> [EXERCISE DESCRIPTION]: Update the records below so that "indicates" becomes "marks" throughout. Keep every other line and character the same.

─── INPUT DATA

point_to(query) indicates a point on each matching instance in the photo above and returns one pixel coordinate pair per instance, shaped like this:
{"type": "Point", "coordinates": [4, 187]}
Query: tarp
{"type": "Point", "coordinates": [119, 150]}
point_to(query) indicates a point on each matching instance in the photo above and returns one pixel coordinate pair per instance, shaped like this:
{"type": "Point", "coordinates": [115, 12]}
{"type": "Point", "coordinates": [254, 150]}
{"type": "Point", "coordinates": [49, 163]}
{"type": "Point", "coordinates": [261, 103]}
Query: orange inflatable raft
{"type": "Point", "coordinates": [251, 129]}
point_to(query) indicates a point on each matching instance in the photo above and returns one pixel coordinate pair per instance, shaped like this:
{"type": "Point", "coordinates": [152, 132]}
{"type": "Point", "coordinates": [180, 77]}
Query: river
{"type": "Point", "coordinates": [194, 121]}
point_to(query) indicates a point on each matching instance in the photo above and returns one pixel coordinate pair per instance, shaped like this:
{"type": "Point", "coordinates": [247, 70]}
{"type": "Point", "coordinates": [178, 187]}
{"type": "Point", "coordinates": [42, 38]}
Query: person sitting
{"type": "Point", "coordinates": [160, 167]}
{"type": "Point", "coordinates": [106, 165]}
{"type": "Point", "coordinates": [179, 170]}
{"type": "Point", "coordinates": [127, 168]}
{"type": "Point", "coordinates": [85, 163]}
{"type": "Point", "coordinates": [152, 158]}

──────

> [RESULT FOR THIS EXERCISE]:
point_to(query) marks a point on each matching instance in the photo above and returns one pixel coordinate pair per instance, shaped like this:
{"type": "Point", "coordinates": [4, 187]}
Query: tarp
{"type": "Point", "coordinates": [119, 150]}
point_to(query) marks a point on each matching instance in the photo above and returns one pixel coordinate pair per instance, shaped like this:
{"type": "Point", "coordinates": [115, 12]}
{"type": "Point", "coordinates": [254, 150]}
{"type": "Point", "coordinates": [49, 163]}
{"type": "Point", "coordinates": [261, 103]}
Query: orange inflatable raft
{"type": "Point", "coordinates": [251, 129]}
point_to(query) marks a point on each matching instance in the photo above and returns one pixel coordinate pair per instance, shaped like this:
{"type": "Point", "coordinates": [152, 132]}
{"type": "Point", "coordinates": [180, 77]}
Query: river
{"type": "Point", "coordinates": [194, 121]}
point_to(query) marks a point on each matching instance in the photo above and returns one pixel coordinate pair per instance, shaped like this:
{"type": "Point", "coordinates": [247, 70]}
{"type": "Point", "coordinates": [178, 187]}
{"type": "Point", "coordinates": [42, 38]}
Query: person sitting
{"type": "Point", "coordinates": [160, 167]}
{"type": "Point", "coordinates": [106, 165]}
{"type": "Point", "coordinates": [179, 170]}
{"type": "Point", "coordinates": [127, 168]}
{"type": "Point", "coordinates": [85, 163]}
{"type": "Point", "coordinates": [152, 158]}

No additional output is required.